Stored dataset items
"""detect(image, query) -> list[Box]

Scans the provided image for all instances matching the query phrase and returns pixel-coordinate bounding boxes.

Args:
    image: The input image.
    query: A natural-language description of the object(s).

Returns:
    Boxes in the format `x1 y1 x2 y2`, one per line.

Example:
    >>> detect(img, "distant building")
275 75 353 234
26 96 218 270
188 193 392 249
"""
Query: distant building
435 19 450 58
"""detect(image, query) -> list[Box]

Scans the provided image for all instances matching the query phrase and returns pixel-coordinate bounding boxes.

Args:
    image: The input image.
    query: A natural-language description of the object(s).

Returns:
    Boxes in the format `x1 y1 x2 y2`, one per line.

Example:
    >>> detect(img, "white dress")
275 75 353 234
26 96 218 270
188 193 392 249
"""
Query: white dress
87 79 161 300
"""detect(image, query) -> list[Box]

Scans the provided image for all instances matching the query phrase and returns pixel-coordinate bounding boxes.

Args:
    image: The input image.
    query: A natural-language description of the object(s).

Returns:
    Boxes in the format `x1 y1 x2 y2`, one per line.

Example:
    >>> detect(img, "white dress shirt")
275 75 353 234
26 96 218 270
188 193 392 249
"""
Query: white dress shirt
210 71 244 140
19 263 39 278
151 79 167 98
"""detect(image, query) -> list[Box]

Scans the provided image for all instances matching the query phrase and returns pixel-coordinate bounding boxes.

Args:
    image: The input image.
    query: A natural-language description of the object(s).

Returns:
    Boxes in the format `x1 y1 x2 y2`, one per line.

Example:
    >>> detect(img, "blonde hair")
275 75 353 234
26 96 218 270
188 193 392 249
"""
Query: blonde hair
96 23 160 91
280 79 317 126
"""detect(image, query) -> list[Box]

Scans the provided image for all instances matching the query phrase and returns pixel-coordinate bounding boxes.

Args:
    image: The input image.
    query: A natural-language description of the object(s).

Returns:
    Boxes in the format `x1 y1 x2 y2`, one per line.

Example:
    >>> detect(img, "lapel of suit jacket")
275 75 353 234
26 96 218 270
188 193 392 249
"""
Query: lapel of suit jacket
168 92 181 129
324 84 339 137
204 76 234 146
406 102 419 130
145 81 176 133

### EXERCISE DESCRIPTION
Return, word for word, the line containing "Query: blonde hair" and all lines after it through the last line of the records, and nothing else.

### RESPONSE BOX
Query: blonde hair
96 23 160 91
280 79 317 126
"""detect(image, query) -> list[Box]

Scans the provided image for all instances matching the query phrase and returns pixel-coordinate bounding boxes.

Args:
    image: The input image.
    query: A natural-language description of the object(s).

Returns:
    Boxes in the format `x1 y1 x2 y2`, one per line.

Example:
    >>> detect(img, "lapel of suit jacket")
275 75 353 234
26 96 218 270
188 193 392 249
"""
Query: lapel of suit jacket
168 92 181 129
324 84 339 137
204 76 234 146
406 102 419 130
145 81 176 133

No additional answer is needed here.